* **Instructions to follow**
Only the final stretch of the data is wanted: reproduce the line containing "# label each instance of the white" and each line after it, exactly.

Extracted records:
• • •

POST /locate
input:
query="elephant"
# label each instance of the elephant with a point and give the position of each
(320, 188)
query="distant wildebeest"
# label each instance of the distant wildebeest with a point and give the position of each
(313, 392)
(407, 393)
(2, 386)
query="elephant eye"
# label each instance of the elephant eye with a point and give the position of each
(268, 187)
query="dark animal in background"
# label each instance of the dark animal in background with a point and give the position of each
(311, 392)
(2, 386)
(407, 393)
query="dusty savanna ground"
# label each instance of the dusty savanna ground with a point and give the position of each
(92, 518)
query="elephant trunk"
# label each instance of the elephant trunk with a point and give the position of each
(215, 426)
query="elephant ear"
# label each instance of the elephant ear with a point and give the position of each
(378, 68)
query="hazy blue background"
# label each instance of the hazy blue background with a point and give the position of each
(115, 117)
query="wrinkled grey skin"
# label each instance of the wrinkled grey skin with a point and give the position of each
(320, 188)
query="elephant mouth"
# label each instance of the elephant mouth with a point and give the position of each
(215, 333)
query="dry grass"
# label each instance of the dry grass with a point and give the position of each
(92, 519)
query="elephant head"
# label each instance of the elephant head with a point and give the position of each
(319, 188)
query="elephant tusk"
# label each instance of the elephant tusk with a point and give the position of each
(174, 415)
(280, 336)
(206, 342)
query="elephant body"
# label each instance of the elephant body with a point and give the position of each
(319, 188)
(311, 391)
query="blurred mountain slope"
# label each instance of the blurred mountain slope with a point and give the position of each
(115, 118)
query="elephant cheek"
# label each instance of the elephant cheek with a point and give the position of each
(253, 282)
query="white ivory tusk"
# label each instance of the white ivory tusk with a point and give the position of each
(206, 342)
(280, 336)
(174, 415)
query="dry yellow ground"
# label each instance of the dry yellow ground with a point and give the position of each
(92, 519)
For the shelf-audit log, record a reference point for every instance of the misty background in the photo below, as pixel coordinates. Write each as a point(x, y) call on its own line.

• • •

* **Exercise solution**
# label each instance of the white ivory tusk with a point and give the position of each
(206, 342)
(280, 336)
(174, 415)
query="dry yellow ground"
# label each instance of the dry yellow ground with a point and give the position of each
(92, 519)
For the shelf-audit log, record a reference point for every instance of the misty background in the photo below, as pixel coordinates. Write each as a point(x, y) call on its own line.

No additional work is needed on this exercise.